Data excerpts
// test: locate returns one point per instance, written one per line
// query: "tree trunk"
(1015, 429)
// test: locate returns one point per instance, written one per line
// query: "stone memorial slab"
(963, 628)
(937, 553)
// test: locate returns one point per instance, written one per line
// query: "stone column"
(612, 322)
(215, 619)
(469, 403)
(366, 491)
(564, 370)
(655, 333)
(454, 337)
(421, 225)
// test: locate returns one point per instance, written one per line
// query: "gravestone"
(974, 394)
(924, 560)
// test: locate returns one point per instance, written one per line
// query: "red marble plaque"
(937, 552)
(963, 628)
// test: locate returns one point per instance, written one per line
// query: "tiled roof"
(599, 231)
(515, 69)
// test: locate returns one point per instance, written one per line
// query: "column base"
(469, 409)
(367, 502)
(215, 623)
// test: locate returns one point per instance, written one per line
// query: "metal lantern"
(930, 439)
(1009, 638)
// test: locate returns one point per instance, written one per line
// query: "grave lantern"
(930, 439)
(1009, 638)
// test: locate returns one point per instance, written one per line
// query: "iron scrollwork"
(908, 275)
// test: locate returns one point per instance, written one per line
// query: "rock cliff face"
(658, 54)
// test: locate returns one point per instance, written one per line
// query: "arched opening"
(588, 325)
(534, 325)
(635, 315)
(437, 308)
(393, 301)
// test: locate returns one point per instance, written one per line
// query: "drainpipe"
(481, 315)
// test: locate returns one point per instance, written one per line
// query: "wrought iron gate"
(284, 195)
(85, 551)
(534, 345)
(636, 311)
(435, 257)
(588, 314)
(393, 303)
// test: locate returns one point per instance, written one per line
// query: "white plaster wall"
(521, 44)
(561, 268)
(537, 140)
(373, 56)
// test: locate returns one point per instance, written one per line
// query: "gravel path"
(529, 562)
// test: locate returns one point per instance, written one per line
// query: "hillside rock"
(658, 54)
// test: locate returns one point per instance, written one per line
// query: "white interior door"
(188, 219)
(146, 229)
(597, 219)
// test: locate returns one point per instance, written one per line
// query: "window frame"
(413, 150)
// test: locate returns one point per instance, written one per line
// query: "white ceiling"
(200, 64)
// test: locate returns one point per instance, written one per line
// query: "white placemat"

• **Problem**: Every entry is to be restated word for word, with nothing dropped.

• **Answer to the problem**:
// test: locate returns one point per instance, written one per line
// query: "tree trunk"
(1015, 429)
// test: locate returns one point per instance, written one per line
// query: "stone memorial slab"
(963, 628)
(937, 553)
// test: locate returns one point per instance, written one per line
// query: "stone column"
(612, 322)
(215, 619)
(469, 403)
(366, 491)
(564, 370)
(655, 333)
(454, 337)
(421, 225)
// test: locate returns one point per instance, written one per line
// query: "gravestone"
(974, 394)
(924, 560)
// test: locate returns one point per instance, written one per line
// query: "red marble plaque"
(937, 552)
(963, 628)
// test: locate returns one point per instance, written one per line
// query: "tiled roof"
(599, 231)
(515, 69)
// test: locate returns one point per instance, written one per line
// query: "column base"
(469, 409)
(367, 502)
(215, 623)
// test: locate returns one point per instance, written one per line
// query: "metal lantern"
(930, 439)
(1009, 638)
// test: locate returns one point per instance, written one per line
// query: "grave lantern"
(930, 439)
(1009, 638)
// test: locate returns one point per instance, written one per line
// query: "iron scrollwork"
(908, 275)
// test: locate returns one point per instance, written one per line
// query: "rock cliff face"
(658, 54)
// test: locate returns one point per instance, written one per line
// query: "arched opening"
(588, 325)
(534, 325)
(635, 315)
(437, 308)
(393, 301)
// test: locate returns one point per instance, written one per line
// query: "drainpipe"
(481, 315)
// test: locate returns one point per instance, written one per line
// query: "wrought iron gate"
(284, 195)
(85, 551)
(534, 345)
(636, 311)
(435, 257)
(588, 314)
(393, 303)
// test: locate returns one point per instance, written one per line
// query: "white plaster wall"
(521, 44)
(561, 268)
(537, 140)
(373, 56)
// test: locate returns one point per instance, written one per line
// query: "gravel path"
(529, 562)
// test: locate returns one point per instance, written one per line
// query: "hillside rock"
(658, 54)
// test: locate returns one point per instance, written one per line
// query: "white interior door"
(188, 219)
(146, 229)
(597, 219)
// test: locate returns one point per instance, written one per line
// query: "window frame"
(413, 150)
// test: locate returns one point per instance, written one per line
// query: "white ceiling"
(200, 64)
// test: locate returns one point per instance, written one per line
// query: "white placemat"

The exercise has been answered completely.